**本文**
ユートロニカのこちら側。

巨大企業アガスティアリゾートに個人情報を預ける事と引き換えに、豊かで安定した生活を過ごす事が出来る世界。見たもの、書いたもの、考えたもの、全ては情報銀行で監理/換金され、評価も分析も予測もAIが人間に成り代わって行う。犯罪は裁くのではなく発生する前に隔離される世界。

インフラの設定がかなりリアルで、今の社会が目指しているのはこういう世界なんじゃないかと錯覚するほどだった。AIに仕事を奪われる恐怖と日夜戦っている人が想像しているのはこういう事よね。

プライバシーの提供を「銀行」と捉え価値化したり、それを監視するのすらAIなので抵抗感がなくなっていたり、ネガティブに考える事が自分の提供するプライバシーの質を下げる事になるから考えない様にしたりと、社会の仕組みとしてキレイに狂ってるのが好き。

**データ一覧**

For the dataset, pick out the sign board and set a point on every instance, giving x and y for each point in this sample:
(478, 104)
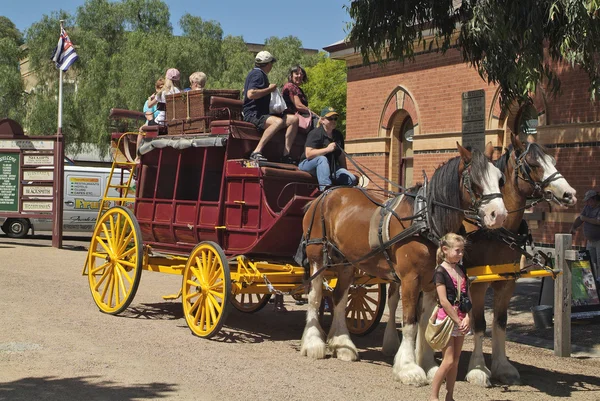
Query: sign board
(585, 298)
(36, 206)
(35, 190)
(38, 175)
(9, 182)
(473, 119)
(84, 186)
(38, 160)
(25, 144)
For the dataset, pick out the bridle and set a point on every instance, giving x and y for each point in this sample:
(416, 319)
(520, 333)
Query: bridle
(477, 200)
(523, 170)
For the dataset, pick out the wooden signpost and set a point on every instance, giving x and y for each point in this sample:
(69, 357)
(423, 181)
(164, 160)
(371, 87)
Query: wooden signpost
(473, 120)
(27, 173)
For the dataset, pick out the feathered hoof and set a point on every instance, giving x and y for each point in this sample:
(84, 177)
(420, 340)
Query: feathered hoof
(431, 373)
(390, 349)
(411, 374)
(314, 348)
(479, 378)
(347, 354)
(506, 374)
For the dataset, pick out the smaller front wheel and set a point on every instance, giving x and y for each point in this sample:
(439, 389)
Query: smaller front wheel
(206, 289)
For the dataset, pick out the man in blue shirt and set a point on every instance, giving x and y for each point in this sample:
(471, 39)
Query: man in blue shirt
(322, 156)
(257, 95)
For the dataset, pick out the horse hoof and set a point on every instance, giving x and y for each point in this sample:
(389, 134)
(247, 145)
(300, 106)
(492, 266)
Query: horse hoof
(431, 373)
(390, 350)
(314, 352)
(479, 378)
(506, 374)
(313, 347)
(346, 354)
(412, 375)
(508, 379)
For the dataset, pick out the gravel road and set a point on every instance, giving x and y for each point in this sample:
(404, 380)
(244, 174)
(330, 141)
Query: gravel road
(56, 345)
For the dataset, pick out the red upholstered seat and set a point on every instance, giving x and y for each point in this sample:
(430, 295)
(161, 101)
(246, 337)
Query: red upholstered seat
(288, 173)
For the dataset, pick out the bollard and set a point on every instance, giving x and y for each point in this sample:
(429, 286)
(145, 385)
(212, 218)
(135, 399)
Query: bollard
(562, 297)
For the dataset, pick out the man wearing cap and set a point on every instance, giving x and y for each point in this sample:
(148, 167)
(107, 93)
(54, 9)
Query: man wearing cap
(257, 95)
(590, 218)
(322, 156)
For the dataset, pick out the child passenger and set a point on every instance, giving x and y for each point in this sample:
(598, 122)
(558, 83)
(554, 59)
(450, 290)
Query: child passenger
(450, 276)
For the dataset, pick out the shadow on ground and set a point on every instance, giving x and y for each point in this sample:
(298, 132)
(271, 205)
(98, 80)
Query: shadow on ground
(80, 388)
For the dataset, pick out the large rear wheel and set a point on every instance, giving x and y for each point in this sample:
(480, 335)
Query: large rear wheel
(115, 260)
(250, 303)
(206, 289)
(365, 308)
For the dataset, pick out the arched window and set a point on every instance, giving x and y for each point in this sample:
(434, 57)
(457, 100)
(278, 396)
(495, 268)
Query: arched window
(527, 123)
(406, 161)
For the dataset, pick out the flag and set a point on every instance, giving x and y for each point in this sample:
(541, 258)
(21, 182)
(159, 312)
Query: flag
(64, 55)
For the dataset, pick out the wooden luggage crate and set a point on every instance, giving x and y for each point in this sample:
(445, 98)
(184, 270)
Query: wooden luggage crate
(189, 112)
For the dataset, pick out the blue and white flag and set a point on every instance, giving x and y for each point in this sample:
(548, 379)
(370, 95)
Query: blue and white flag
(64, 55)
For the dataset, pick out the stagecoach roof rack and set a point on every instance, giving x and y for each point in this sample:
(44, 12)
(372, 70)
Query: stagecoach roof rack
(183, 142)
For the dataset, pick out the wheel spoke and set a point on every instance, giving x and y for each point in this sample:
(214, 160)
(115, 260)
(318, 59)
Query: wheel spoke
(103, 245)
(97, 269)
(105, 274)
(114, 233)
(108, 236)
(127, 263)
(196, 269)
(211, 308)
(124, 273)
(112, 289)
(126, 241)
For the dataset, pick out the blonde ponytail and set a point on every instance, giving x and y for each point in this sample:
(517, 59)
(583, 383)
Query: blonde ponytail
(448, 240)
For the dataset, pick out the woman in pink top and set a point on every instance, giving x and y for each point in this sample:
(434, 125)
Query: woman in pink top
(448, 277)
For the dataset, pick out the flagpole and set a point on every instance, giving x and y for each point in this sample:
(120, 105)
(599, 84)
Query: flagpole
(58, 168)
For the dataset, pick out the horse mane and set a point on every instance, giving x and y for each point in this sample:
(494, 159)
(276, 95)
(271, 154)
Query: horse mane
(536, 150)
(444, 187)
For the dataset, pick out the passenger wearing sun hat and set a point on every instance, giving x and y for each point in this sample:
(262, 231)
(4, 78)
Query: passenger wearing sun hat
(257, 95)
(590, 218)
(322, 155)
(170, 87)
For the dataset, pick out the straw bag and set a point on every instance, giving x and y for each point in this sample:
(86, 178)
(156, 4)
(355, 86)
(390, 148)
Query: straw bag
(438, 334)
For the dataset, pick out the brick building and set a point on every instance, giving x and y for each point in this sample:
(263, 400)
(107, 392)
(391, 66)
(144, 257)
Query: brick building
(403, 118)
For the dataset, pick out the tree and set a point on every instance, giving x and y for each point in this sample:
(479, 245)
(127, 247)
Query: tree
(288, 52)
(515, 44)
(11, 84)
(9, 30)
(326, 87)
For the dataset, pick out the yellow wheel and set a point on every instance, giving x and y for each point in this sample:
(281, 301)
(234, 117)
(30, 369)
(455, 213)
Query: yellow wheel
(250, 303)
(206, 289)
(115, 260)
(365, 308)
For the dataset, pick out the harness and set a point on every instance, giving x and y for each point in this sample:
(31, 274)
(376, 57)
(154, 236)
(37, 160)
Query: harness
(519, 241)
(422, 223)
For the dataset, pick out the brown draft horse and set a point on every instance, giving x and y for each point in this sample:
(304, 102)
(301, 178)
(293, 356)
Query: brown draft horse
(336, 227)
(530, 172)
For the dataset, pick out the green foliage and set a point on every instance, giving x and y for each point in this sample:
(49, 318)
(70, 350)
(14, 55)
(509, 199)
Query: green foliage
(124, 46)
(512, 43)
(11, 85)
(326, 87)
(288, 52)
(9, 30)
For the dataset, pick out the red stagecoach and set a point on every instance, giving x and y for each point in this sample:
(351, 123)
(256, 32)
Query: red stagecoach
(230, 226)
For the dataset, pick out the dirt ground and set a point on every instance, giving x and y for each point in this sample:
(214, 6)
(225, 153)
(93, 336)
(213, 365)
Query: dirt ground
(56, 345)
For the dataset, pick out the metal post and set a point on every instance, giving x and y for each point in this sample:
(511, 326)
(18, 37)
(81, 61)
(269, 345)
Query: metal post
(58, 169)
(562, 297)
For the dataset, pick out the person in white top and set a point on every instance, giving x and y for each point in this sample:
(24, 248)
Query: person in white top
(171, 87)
...
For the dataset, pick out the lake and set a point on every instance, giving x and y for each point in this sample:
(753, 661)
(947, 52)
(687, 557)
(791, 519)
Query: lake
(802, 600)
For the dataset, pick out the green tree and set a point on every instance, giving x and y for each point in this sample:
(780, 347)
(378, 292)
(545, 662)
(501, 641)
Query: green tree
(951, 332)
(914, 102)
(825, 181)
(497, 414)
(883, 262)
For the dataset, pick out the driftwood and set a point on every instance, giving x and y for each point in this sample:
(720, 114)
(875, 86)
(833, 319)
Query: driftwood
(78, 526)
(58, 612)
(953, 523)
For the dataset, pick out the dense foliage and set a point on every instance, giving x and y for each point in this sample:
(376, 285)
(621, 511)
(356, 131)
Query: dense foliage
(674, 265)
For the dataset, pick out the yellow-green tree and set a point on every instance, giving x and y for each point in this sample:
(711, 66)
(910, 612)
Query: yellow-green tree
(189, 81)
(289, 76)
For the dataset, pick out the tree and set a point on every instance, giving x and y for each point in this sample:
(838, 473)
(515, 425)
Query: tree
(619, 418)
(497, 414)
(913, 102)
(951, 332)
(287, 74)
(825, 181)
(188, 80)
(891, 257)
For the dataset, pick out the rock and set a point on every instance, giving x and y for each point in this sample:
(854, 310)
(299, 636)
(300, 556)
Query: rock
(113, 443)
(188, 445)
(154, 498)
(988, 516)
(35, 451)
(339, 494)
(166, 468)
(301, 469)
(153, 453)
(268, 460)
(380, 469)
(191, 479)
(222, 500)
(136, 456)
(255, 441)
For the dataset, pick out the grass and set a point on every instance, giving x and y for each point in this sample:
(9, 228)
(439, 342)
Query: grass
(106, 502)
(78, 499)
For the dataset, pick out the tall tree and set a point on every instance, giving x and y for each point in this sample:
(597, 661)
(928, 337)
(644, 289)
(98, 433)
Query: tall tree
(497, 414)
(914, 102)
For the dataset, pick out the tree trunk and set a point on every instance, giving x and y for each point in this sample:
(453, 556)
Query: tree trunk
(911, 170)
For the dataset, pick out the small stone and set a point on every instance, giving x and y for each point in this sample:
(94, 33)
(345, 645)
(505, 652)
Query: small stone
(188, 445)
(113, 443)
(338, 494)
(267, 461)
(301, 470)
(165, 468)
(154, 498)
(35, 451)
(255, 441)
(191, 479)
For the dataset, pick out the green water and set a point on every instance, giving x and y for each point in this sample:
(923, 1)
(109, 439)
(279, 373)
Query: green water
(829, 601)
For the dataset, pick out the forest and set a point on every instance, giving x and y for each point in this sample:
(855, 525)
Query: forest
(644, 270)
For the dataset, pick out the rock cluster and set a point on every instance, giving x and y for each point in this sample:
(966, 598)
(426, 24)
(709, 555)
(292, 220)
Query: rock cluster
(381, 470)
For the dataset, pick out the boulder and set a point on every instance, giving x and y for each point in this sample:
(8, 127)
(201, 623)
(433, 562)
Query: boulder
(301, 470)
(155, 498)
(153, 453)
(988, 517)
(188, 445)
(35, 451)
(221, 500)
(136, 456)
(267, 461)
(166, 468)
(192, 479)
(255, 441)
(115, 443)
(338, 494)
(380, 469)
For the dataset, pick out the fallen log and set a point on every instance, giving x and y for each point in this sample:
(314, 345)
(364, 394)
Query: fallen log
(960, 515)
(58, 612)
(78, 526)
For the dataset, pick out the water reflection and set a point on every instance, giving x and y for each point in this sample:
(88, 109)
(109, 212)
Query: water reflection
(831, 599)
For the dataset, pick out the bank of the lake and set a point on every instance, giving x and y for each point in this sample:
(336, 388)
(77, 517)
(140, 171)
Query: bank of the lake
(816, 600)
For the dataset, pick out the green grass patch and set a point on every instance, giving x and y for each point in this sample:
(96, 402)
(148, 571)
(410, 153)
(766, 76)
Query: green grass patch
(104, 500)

**課題内容**
本文について、次の問いに答えてください。
1. 個人情報を預ける相手として挙げられている巨大企業の名前は何ですか。
2. その世界では、犯罪はどのように扱われますか。
3. プライバシーの提供は何と捉えられて価値化されていますか。

**回答全文**
1. アガスティアリゾート
2. 裁くのではなく、発生する前に隔離されます。
3. 「銀行」